### Task objective:
Reproduce the following items line for line, with no changes. Leave the pictures out of your copy.

[BEGIN Provided material]

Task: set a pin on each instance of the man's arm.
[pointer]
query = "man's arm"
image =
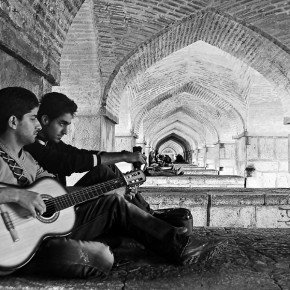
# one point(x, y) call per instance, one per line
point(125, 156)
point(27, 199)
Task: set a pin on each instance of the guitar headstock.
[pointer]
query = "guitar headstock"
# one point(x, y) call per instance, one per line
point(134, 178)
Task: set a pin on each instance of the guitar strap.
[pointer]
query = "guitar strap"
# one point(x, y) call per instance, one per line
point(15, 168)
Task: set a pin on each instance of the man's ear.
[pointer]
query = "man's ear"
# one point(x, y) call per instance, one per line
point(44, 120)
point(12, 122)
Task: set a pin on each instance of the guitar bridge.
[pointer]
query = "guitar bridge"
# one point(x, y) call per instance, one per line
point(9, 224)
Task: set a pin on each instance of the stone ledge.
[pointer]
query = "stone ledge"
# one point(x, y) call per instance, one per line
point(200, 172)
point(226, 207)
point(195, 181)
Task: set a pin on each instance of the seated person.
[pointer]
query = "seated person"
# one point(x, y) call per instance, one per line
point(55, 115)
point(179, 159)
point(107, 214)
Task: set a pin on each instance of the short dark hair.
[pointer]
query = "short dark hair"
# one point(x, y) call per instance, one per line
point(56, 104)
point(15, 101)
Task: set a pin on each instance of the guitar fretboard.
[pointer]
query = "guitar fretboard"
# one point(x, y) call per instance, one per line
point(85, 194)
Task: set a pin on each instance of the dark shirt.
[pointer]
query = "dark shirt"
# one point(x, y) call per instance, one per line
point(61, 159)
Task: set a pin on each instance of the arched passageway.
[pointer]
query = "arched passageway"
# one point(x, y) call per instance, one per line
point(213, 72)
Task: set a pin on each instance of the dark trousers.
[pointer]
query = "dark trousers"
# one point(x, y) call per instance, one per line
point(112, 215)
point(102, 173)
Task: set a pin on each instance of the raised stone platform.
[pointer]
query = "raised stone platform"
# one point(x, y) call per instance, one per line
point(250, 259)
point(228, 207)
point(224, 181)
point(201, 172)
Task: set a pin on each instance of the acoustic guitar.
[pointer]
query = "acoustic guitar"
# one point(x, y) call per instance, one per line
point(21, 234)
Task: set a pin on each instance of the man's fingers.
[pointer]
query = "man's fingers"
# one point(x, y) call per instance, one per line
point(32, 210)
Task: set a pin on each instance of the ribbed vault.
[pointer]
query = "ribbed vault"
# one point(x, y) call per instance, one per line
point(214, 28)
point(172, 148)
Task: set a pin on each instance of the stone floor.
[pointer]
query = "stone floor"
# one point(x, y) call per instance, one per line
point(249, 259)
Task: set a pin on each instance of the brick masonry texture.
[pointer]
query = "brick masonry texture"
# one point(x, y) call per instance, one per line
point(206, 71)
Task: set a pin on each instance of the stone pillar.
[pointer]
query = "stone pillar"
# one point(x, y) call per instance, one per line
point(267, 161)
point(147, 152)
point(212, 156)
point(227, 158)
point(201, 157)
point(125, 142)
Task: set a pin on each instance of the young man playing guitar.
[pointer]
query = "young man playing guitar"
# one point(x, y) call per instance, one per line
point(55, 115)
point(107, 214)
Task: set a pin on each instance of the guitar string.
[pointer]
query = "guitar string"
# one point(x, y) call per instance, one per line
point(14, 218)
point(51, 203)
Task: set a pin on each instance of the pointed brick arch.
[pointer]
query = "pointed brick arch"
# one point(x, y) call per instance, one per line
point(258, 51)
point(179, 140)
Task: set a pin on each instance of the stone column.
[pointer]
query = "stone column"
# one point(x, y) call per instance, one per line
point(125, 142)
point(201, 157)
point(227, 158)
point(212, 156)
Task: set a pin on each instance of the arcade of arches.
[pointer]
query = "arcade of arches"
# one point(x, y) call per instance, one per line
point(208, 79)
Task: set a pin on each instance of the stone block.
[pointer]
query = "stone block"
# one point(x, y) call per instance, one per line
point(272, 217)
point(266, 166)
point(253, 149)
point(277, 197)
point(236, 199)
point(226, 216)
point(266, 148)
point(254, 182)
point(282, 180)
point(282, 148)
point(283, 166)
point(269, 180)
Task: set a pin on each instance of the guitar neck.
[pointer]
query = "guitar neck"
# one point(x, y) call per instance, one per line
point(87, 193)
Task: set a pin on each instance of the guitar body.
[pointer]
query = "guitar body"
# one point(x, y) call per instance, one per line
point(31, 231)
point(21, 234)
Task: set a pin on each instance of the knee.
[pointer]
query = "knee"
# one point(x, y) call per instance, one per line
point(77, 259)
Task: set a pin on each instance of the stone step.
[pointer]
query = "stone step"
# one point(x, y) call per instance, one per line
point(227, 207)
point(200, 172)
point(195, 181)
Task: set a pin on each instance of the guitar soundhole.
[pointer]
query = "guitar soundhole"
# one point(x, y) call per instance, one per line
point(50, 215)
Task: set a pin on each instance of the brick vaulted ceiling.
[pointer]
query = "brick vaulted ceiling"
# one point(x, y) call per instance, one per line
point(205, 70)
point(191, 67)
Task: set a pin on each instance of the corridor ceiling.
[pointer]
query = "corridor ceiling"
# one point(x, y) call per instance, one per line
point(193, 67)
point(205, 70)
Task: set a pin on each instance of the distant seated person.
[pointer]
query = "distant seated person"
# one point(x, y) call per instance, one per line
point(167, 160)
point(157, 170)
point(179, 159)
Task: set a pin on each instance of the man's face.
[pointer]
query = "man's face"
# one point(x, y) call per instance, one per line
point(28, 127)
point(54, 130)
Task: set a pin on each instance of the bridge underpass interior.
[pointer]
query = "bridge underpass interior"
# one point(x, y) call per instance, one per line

[END Provided material]

### Response for this exercise:
Task: set a pin on each instance of the man's arm.
[pointer]
query = "man's arm"
image =
# one point(x, y) call per instance, one per line
point(125, 156)
point(27, 199)
Task: set a pin on each instance of the guitar headstock.
[pointer]
query = "guitar headstock"
# one point(x, y) call per instance, one per line
point(134, 178)
Task: set a pin on each instance of the guitar strap.
[pointer]
query = "guitar strap"
# one point(x, y) call per instance, one per line
point(15, 168)
Task: set a pin on each instance of the man's ear.
[pointer]
query = "man's ear"
# one point(x, y) call per instance, one per line
point(44, 120)
point(12, 122)
Task: set a pin on each instance of the guitar bridge.
[pointer]
query = "guitar bridge"
# one point(x, y) call per instance, one per line
point(9, 224)
Task: set a pin on each instance of the stone ledge.
[pointer]
query = "stone ledge"
# one point(x, y) call per instance, one per line
point(200, 172)
point(226, 207)
point(195, 181)
Task: set a pin on each instance of the seated person.
[pointer]
query = "seated person"
# one point(x, y) call per instance, one per line
point(55, 115)
point(179, 159)
point(107, 214)
Task: set a pin on each instance of the short dark hair.
[pointer]
query = "short dark hair"
# one point(x, y) call per instance, one per line
point(56, 104)
point(15, 101)
Task: set a pin on each instance of the guitar fretboard.
[pointer]
query = "guitar fretboard"
# one point(x, y) call per instance, one per line
point(85, 194)
Task: set a pin on each instance of the dark shirt.
[pointer]
query = "dark shirt"
# one point(x, y) call per instance, one per line
point(61, 159)
Task: set a pin on each instance of the arched passageway.
[pointer]
query = "arched passageway"
# one point(x, y) call per instance, one per line
point(213, 72)
Task: set a pin on each instance of the dark trousers.
[pointer]
query = "dark trousers"
# one point(x, y) call per instance, one per line
point(112, 215)
point(102, 173)
Task: set a pin on each instance of the raised stone platform.
[pointer]
query = "raised stone platform"
# one point(x, y) call per instance, one per line
point(250, 259)
point(228, 207)
point(224, 181)
point(201, 172)
Task: set a pin on each instance of the acoustic guitar.
[pointer]
query = "acoustic guitar"
# one point(x, y) call per instance, one per line
point(21, 234)
Task: set a pin on each instance of the man's fingers.
[pointer]
query = "man's fingers"
# one point(x, y) call per instance, one per line
point(32, 210)
Task: set a pin on each instance of the ribbed vault.
[pointer]
query = "ribbed vault"
# one point(x, y) call per instance, one per line
point(214, 28)
point(172, 148)
Task: set a pin on each instance of the stone floor.
[pointer]
query = "stone floor"
# one point(x, y) call per instance, one per line
point(249, 259)
Task: set a pin on each instance of the brick masonry texture.
[pointer]
query = "brick masonry texture"
# one point(x, y) call per instance, one per line
point(206, 71)
Task: set a pin on each instance of the stone pillar.
[pointer]
query = "stone pillar"
# one point(x, y) call per instance, one per line
point(267, 161)
point(147, 152)
point(212, 156)
point(227, 158)
point(201, 157)
point(125, 142)
Task: set a pin on each instance of the young man playing guitar.
[pointer]
query = "young man playing guitar"
# one point(x, y) call per instance, one per line
point(55, 115)
point(107, 214)
Task: set a pin on each instance of the guitar string.
[pointer]
query = "guitar string"
# one point(x, y) call per instance, one per line
point(14, 218)
point(51, 203)
Task: set a pin on each instance of the pointed brick arch.
[pointer]
query = "pointed brick arch"
# one point(x, y) call per instance, one per line
point(258, 51)
point(179, 140)
Task: set a pin on each instance of the stone column.
[pointer]
query = "stone column"
# one point(x, y) call per instance, one per line
point(125, 142)
point(201, 157)
point(227, 158)
point(212, 156)
Task: set a pin on each instance of the arcade of arches.
[pointer]
query = "arcade of arches"
# one point(x, y) call per instance, one per line
point(208, 79)
Task: set a pin on each instance of the stone block.
[pointer]
query = "stone block"
# one point(x, y) call per instance, one per line
point(272, 217)
point(266, 166)
point(253, 149)
point(277, 197)
point(236, 199)
point(226, 216)
point(266, 148)
point(254, 182)
point(282, 180)
point(282, 148)
point(283, 166)
point(269, 180)
Task: set a pin on each instance of the guitar neck.
[pointer]
query = "guitar neck"
# one point(x, y) call per instance, one per line
point(87, 193)
Task: set a pin on each instance of the guitar body.
[pointer]
query = "guitar body"
# one point(x, y) call per instance, one per line
point(31, 231)
point(21, 234)
Task: set a pin on each instance of the knee.
[pointer]
query = "knee"
# one point(x, y) call per instance, one per line
point(77, 259)
Task: set a pin on each instance of the stone step.
[pointer]
query = "stone step"
# one point(x, y) call per instance, one per line
point(227, 207)
point(200, 172)
point(195, 181)
Task: set a pin on each instance of the guitar soundhole.
[pointer]
query = "guitar soundhole"
# one point(x, y) call per instance, one per line
point(50, 215)
Task: set a pin on each instance of the brick vaulted ceiling.
[pointer]
query = "brick vaulted ceiling"
# one point(x, y) call per instance, one per line
point(205, 70)
point(191, 67)
Task: set a pin on each instance of the corridor ceiling.
[pointer]
query = "corridor ceiling"
# one point(x, y) call per instance, one per line
point(193, 67)
point(205, 70)
Task: set a pin on each instance of the distant seated person.
[pointer]
query = "distant seated person"
# one point(x, y) call per instance, one per line
point(167, 160)
point(157, 170)
point(179, 159)
Task: set a pin on each instance of the man's face.
[pointer]
query = "man's face"
# one point(x, y) call per instance, one per line
point(28, 127)
point(54, 130)
Task: set a pin on each instance of the bridge underpass interior.
[pointer]
query = "bridge underpass interior"
# one point(x, y) call per instance, one per line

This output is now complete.